- 作業の目的 -
以下の資料をすべて、一字一句変えずにそのまま書き出してください。

_____

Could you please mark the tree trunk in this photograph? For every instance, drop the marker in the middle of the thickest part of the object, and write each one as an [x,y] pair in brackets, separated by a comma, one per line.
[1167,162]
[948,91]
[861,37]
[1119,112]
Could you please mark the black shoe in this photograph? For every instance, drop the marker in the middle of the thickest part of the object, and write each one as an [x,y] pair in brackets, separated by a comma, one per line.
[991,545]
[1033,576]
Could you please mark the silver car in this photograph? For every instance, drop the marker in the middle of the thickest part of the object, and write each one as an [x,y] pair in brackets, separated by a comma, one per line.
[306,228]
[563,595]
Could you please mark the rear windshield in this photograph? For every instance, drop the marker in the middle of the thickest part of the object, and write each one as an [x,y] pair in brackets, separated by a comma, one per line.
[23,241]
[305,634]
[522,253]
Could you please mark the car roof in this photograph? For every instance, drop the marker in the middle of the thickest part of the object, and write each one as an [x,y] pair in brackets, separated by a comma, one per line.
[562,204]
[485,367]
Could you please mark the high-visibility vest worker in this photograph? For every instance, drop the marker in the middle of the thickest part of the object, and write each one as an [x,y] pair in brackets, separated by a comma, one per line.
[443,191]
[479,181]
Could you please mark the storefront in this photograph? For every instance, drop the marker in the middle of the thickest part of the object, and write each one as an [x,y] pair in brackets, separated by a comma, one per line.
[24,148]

_____

- 回答 -
Could you please mark the tree trunk in this photograph? For every instance, drop the marker in the middle of the thickest part of the object, and write each one as an [x,y] pair in brackets, separated by a comma, one per line.
[1167,162]
[948,91]
[861,37]
[1119,112]
Could you please mark the black shoe in this photograph? For every instance, drop the marker in the middle of the thickest part of the object, and write each one as an [x,y] pair in brackets, separated by a comma, one per line.
[991,545]
[1033,576]
Could you please mark the silver car in this photograph? For every instance, drop the marker in the middle of the thickest part of the object, and write each one as an [x,y] pair in brackets, separated by a comma, one per line.
[306,228]
[563,595]
Could you please mark the rear windshield in this photograph? For every instance, drop the marker in the middle of the thickest part of the object, and write each one as an [x,y] pair in brackets, separated by a comma, one per line.
[23,241]
[305,634]
[522,253]
Could you please mark the car roof in this photograph? For every instance, drop the marker in the middle of the thickest part of the object, and write each one as an [x,y] pair in brackets, separated by a comma, one per line.
[562,204]
[485,367]
Could you please mark the high-visibility vest worker in this photograph? For every instance, drop the marker in the middle of the thickest part of the object, and write each one as an [x,y] pair in brackets, separated by a comma, one per line.
[443,191]
[479,181]
Could you please mark the storefront in this photograph? For every instance, drop the marker in the middle of the thickest part of the object, and write each one as an [x,y] pair in brackets, separated by a comma, one per line.
[24,148]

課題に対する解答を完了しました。